Given instruction>
All records should be reproduced verbatim.

Extracted information>
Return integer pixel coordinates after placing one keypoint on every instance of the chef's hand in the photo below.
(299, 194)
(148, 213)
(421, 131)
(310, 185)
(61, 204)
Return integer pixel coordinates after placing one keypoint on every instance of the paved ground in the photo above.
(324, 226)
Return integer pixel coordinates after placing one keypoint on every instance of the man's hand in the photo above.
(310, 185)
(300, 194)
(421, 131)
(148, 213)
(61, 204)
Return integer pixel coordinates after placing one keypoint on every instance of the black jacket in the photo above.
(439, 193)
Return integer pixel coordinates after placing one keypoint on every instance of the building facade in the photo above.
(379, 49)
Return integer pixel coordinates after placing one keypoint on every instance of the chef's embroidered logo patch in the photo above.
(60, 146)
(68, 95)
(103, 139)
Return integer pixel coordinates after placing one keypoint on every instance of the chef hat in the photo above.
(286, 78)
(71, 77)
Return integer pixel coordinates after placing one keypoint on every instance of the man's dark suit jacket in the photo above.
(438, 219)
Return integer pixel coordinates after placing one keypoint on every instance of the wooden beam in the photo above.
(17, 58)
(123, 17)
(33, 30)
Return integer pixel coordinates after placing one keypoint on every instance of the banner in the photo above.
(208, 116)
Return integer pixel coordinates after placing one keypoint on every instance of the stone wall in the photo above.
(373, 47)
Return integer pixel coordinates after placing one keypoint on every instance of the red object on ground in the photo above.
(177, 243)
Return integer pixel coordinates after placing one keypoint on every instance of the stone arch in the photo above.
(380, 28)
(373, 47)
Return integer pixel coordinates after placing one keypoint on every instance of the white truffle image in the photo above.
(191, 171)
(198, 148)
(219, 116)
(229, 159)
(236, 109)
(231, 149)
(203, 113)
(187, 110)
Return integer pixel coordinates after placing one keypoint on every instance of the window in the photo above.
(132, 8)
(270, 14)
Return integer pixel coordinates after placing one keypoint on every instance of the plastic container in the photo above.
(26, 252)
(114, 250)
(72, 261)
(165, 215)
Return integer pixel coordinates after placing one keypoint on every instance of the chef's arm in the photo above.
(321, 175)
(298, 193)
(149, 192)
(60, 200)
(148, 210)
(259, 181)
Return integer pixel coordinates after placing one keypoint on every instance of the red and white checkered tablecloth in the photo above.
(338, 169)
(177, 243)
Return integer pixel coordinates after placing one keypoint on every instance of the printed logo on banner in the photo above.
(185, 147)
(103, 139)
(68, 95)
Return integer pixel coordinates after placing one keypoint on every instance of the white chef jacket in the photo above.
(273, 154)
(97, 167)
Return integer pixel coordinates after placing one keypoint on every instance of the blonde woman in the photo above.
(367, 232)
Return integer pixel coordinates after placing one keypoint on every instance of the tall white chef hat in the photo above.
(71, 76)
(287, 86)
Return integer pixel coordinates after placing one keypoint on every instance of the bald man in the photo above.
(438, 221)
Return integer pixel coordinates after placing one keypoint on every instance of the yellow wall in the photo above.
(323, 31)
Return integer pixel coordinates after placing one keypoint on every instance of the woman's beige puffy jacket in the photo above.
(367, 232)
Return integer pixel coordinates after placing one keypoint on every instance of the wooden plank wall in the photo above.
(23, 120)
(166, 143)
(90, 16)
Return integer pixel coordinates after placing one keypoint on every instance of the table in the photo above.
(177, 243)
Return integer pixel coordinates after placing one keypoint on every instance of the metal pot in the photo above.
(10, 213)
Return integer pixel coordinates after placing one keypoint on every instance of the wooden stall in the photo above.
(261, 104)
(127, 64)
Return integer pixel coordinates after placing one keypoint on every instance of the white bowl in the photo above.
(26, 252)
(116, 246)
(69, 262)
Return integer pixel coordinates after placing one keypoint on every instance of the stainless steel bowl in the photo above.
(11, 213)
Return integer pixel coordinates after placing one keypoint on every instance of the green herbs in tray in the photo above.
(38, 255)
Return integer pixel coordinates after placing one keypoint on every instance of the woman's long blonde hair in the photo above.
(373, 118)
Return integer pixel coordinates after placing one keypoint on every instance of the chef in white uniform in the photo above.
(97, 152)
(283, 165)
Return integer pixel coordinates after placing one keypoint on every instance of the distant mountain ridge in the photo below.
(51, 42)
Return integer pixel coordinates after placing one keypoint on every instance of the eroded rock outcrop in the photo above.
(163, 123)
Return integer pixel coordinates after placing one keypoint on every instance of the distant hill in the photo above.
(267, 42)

Exercise solution>
Return integer pixel coordinates after placing one keypoint on every instance of the chef's hand in the photo below.
(299, 194)
(148, 213)
(421, 131)
(310, 185)
(61, 204)
Return integer pixel coordinates after placing one keypoint on every instance of the paved ground in the photo above.
(324, 226)
Return integer pixel coordinates after placing one keypoint on every instance of the man's hand in the photo above.
(310, 185)
(300, 194)
(421, 131)
(148, 213)
(61, 204)
Return integer pixel coordinates after placing one keypoint on every instance of the black jacket in the photo above.
(439, 193)
Return integer pixel coordinates after placing one keypoint on every instance of the building facade in the photo above.
(379, 49)
Return integer pixel coordinates after placing one keypoint on every instance of the chef's embroidered logo patch in the photo above.
(60, 146)
(68, 95)
(103, 139)
Return integer pixel coordinates after placing one keypoint on every instance of the chef hat in the photo above.
(286, 78)
(71, 77)
Return integer pixel coordinates after placing one keypoint on every instance of the man's dark suit jacket in the photo above.
(438, 219)
Return integer pixel coordinates after placing one keypoint on every instance of the wooden beam in the photo above.
(17, 58)
(123, 17)
(33, 30)
Return integer pixel coordinates after placing one keypoint on every instance of the banner in the photo above.
(208, 116)
Return integer pixel coordinates after placing one keypoint on every instance of the stone wall in the photo above.
(373, 47)
Return integer pixel coordinates after placing one keypoint on every instance of the red object on ground in the photo above.
(177, 243)
Return integer pixel coordinates after placing one keypoint on every instance of the stone arch in the photo above.
(380, 28)
(373, 47)
Return integer pixel coordinates after placing one keypoint on every instance of the white truffle image in the photo above.
(191, 171)
(198, 148)
(219, 116)
(229, 159)
(236, 109)
(231, 149)
(203, 113)
(187, 110)
Return integer pixel coordinates after placing one keypoint on every instance of the window in the photo above.
(132, 8)
(270, 14)
Return integer pixel coordinates after placing one keypoint on every instance of the plastic container in the photo above.
(26, 252)
(114, 250)
(72, 261)
(165, 215)
Return integer pixel coordinates after placing one keypoint on every instance of the chef's arm in the photo above.
(321, 175)
(298, 193)
(149, 192)
(60, 200)
(148, 210)
(259, 181)
Return integer pixel coordinates after placing one keypoint on every instance of the red and white checkered tablecloth in the photo above.
(338, 169)
(177, 243)
Return integer pixel coordinates after placing one keypoint on every instance of the printed logo on banner in the photo above.
(185, 147)
(103, 139)
(68, 95)
Return integer pixel coordinates after placing one keypoint on every instance of the white chef jacket in the photo above.
(273, 154)
(97, 167)
Return integer pixel coordinates after placing one keypoint on every instance of the blonde woman in the photo above.
(367, 232)
Return integer pixel coordinates after placing one keypoint on every instance of the tall white chef hat in the photo above.
(71, 76)
(287, 86)
Return integer pixel coordinates after placing one keypoint on every instance of the bald man in the photo above.
(438, 221)
Return integer pixel coordinates after placing one keypoint on every instance of the yellow wall in the photo above.
(323, 31)
Return integer pixel coordinates after placing one keypoint on every instance of the woman's beige puffy jacket in the photo above.
(367, 232)
Return integer pixel coordinates after placing one keypoint on every instance of the wooden plank wall in the photo above.
(23, 120)
(166, 143)
(90, 16)
Return integer pixel coordinates after placing one keypoint on every instance of the table in the photo above.
(177, 243)
Return integer pixel coordinates after placing one keypoint on every instance of the metal pot in the photo above.
(10, 213)
Return integer pixel coordinates after placing one keypoint on every instance of the wooden stall in the photo above.
(261, 104)
(127, 64)
Return integer pixel coordinates after placing one keypoint on every instance of the white bowl in the photo above.
(26, 252)
(116, 246)
(69, 262)
Return integer pixel coordinates after placing one keypoint on every instance of the stainless steel bowl in the photo above.
(11, 213)
Return integer pixel coordinates after placing one keypoint on every instance of the green herbs in tray in the photo above.
(38, 255)
Return integer pixel coordinates after placing one keypoint on every instance of the woman's long blonde hair in the photo above.
(373, 118)
Return integer pixel coordinates after placing one keypoint on every instance of the chef in white uniform in the photo above.
(97, 152)
(283, 165)
Return integer pixel coordinates after placing one keypoint on every instance of the distant mountain ridge in the photo below.
(51, 42)
Return integer pixel coordinates after placing one keypoint on every instance of the eroded rock outcrop in the photo above.
(163, 123)
Return integer pixel coordinates after placing one keypoint on every instance of the distant hill in the photo above.
(267, 42)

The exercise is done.